Every record that follows should appear again in your answer, exactly the same.

**SOURCE INFORMATION**.
--- START ---

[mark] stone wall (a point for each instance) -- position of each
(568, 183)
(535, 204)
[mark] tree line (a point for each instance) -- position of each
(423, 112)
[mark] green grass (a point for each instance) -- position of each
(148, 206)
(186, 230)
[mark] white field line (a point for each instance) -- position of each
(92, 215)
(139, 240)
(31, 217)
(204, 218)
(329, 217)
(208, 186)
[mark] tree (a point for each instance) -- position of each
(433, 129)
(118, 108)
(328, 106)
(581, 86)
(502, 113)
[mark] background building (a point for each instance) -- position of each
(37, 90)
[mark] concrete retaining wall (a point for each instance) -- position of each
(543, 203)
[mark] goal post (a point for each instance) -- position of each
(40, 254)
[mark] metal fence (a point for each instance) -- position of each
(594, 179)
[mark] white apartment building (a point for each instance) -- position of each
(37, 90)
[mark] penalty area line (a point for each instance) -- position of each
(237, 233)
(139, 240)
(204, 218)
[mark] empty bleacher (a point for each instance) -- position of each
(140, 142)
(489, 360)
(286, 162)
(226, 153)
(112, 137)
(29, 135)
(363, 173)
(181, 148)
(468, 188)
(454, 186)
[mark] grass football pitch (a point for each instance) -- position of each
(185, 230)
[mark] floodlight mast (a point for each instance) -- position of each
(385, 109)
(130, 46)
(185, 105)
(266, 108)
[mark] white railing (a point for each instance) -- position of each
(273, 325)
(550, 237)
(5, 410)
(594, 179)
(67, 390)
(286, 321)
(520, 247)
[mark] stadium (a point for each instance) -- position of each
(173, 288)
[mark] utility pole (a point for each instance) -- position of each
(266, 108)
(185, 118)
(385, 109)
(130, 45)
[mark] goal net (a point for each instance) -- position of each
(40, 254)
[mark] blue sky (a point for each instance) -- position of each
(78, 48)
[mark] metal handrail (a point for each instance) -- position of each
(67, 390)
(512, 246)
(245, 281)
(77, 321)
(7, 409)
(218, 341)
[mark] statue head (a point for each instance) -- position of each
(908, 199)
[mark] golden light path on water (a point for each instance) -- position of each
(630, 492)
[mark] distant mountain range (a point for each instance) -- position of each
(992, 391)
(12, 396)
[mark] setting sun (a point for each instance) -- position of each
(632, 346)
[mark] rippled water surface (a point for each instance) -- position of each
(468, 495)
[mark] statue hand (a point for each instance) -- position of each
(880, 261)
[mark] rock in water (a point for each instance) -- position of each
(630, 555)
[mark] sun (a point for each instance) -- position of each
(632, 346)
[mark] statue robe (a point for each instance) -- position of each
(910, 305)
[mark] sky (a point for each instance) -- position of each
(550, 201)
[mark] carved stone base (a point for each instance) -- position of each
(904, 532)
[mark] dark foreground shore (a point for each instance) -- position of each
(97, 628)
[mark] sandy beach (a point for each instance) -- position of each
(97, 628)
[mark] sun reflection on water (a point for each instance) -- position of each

--- END ---

**ANSWER SECTION**.
[mark] stone wall (a point for each instance) -- position of each
(568, 183)
(535, 204)
[mark] tree line (a point for each instance) -- position of each
(423, 112)
[mark] green grass (a point for each instance) -- position of each
(148, 206)
(186, 230)
[mark] white field line (a point for each instance) -- position of each
(92, 215)
(139, 240)
(31, 217)
(204, 218)
(329, 217)
(208, 186)
[mark] tree (a point for each instance) -- position of each
(433, 129)
(118, 108)
(328, 106)
(581, 86)
(502, 113)
[mark] background building (a point for each instance) -- position of each
(37, 90)
[mark] concrete retaining wall (a point for each instance) -- position of each
(543, 203)
[mark] goal post (a point for each instance) -- position of each
(40, 254)
[mark] metal fence (a point for each instance) -- position of each
(594, 179)
[mark] white apartment building (a point for each instance) -- position of each
(37, 90)
[mark] penalty area line (a point for each instance) -- position of each
(237, 233)
(139, 240)
(204, 218)
[mark] empty bleacher (a point for each instance) -- position of each
(140, 142)
(489, 360)
(286, 162)
(226, 153)
(112, 137)
(29, 135)
(363, 173)
(181, 148)
(468, 188)
(454, 186)
[mark] grass football pitch (a point for each instance) -- position of each
(185, 230)
[mark] floodlight mast (a point for each instance) -- position of each
(385, 109)
(130, 46)
(185, 105)
(266, 108)
[mark] white railing (a point for each instance) -- position of each
(273, 325)
(550, 237)
(5, 410)
(594, 179)
(67, 390)
(286, 321)
(520, 247)
[mark] stadium (a point for each instance) -- position of each
(173, 288)
[mark] utility pole (a point for each instance) -- position of each
(266, 108)
(185, 118)
(385, 109)
(130, 45)
[mark] goal net (a point for each instance) -- position of each
(40, 254)
[mark] blue sky (a point for each instance) -- position of each
(78, 48)
[mark] metal handrail (a point for each instance) -- position of each
(67, 390)
(512, 246)
(245, 281)
(77, 321)
(7, 409)
(218, 341)
[mark] statue head (a point for each instance) -- position of each
(908, 199)
[mark] golden light path on water (a point for each instance) -- position of each
(630, 492)
[mark] distant mountain range (a point for each instance) -- position of each
(992, 391)
(12, 396)
[mark] setting sun (a point for each instance) -- position of each
(632, 346)
[mark] rippled water surface (a point for each instance) -- position of each
(468, 495)
[mark] statue hand (a point for each instance) -- position of each
(880, 261)
[mark] rock in water (a point for each instance) -- position of each
(630, 555)
[mark] sun (a point for each instance) -- position of each
(632, 346)
[mark] statue robe (a point for each instance) -- position of each
(910, 305)
[mark] sky (a point for each instance) -- position of each
(550, 201)
[mark] carved stone base (a point for each instance) -- position of each
(904, 532)
[mark] dark foreground shore (a point for each instance) -- position of each
(97, 628)
[mark] sandy beach (a point for each instance) -- position of each
(97, 628)
[mark] sun reflection on water (a point for each instance) -- position of each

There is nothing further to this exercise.